Problem to work on -
The entries should each be set down again precisely.

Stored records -

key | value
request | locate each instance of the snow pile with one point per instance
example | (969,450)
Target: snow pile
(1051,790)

Result below -
key | value
request | locate each instance of the snow pile with one point per instance
example | (969,450)
Target: snow pile
(1051,790)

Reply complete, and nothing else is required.